__Excerpted data__:
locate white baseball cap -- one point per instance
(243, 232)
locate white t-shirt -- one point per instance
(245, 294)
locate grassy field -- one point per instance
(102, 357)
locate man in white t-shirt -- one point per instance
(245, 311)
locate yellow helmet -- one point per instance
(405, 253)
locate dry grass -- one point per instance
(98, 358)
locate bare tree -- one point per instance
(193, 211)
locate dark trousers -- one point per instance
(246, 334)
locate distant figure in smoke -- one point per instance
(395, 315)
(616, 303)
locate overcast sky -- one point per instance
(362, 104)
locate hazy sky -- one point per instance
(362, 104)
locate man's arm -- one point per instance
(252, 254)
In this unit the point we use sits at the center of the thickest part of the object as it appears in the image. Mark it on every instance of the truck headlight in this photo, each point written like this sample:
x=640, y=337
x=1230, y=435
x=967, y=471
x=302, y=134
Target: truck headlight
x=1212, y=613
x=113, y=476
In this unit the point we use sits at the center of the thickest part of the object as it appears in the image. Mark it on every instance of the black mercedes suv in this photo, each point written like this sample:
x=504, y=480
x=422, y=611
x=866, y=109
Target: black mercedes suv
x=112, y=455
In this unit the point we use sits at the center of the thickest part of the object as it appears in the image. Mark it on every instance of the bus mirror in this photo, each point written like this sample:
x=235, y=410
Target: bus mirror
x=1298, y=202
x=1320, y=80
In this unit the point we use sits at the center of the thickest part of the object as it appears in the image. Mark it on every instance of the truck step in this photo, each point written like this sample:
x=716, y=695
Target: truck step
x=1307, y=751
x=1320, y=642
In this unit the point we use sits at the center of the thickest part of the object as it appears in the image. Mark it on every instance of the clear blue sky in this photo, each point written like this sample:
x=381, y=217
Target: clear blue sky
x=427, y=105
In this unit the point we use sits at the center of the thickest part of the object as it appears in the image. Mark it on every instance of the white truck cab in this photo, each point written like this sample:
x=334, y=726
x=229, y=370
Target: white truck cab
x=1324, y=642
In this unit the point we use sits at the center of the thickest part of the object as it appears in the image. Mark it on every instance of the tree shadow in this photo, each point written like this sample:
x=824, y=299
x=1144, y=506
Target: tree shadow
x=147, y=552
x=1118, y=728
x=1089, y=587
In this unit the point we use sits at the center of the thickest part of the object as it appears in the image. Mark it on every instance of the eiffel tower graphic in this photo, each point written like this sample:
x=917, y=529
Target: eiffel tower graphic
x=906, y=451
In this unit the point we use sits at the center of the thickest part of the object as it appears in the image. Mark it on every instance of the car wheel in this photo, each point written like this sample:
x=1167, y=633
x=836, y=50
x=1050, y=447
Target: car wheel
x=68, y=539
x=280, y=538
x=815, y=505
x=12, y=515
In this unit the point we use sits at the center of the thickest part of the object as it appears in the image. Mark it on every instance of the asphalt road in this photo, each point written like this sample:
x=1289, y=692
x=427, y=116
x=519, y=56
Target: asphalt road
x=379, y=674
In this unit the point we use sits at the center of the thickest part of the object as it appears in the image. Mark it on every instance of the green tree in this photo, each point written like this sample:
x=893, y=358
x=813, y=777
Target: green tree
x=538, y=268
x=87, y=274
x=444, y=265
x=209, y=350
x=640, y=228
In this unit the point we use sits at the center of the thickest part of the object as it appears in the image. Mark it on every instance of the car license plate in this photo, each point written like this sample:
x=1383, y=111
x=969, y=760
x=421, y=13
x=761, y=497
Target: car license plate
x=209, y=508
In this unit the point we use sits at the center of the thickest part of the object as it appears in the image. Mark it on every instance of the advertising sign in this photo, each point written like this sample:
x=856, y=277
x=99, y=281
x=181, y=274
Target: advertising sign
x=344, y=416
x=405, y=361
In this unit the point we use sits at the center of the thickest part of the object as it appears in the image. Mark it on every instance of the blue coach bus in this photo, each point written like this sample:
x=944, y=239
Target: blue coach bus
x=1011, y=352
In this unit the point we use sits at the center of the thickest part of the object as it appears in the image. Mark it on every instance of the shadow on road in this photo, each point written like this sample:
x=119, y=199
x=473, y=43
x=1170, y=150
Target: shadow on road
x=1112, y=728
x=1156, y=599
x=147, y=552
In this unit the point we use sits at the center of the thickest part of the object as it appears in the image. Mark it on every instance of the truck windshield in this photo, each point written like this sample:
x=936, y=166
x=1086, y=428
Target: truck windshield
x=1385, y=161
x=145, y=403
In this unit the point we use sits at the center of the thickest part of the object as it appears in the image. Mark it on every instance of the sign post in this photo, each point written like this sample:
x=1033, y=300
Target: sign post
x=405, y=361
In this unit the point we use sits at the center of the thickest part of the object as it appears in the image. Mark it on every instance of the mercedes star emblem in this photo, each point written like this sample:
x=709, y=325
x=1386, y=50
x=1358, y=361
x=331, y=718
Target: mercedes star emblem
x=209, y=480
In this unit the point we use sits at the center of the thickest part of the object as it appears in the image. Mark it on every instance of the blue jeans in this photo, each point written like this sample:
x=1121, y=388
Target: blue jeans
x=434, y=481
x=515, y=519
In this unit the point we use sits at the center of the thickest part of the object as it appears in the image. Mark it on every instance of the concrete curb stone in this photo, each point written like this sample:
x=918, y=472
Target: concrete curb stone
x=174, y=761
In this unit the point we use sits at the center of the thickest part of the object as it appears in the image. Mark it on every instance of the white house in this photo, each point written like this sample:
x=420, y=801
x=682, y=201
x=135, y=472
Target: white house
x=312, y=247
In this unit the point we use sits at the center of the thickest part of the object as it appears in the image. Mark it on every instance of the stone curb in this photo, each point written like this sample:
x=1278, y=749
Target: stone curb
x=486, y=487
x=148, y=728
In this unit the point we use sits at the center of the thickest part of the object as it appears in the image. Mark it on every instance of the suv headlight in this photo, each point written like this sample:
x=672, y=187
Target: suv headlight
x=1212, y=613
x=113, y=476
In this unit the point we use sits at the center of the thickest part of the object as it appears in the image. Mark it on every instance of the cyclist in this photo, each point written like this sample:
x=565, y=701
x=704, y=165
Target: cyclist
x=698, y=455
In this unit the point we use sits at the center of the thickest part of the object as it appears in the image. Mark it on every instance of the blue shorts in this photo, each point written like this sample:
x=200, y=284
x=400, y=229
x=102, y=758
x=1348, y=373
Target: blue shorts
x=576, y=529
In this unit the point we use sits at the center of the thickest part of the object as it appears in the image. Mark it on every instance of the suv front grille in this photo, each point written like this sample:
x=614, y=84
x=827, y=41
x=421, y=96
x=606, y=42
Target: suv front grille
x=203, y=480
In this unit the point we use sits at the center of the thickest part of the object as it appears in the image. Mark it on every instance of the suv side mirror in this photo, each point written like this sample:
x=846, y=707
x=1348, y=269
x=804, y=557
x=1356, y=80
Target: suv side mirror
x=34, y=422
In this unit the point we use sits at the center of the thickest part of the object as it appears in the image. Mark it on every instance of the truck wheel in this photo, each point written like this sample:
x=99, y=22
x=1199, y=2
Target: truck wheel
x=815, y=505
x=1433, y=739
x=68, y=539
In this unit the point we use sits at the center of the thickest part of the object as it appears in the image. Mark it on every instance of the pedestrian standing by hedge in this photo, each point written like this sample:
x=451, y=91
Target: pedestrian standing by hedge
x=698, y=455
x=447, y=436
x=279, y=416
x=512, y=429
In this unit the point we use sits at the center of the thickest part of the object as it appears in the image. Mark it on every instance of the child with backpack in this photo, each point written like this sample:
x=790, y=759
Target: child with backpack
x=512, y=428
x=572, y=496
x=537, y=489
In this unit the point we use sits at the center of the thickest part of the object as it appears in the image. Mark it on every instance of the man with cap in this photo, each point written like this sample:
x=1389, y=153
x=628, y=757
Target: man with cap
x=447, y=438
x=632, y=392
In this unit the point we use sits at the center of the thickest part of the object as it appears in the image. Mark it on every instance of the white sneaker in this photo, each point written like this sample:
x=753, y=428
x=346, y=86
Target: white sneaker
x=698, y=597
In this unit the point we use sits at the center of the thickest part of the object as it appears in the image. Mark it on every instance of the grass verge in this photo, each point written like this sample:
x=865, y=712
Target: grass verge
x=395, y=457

__Action item__:
Write out an exact transcription of the line with "the white sneaker" and of each line after it; stop at the end of the records.

__Expected answer__:
In this unit the point we use sits at the center of the thickest part of the object as it appears in the image. Mark it on every instance of the white sneaker in this photo, each point written like this sample:
x=753, y=428
x=346, y=86
Target: white sneaker
x=698, y=597
In this unit the point we use sits at the center of the thickest part of the object as it appears in the image. Mark it on every instance of the grass verge in this photo, each point written like this sample:
x=865, y=712
Target: grass verge
x=395, y=457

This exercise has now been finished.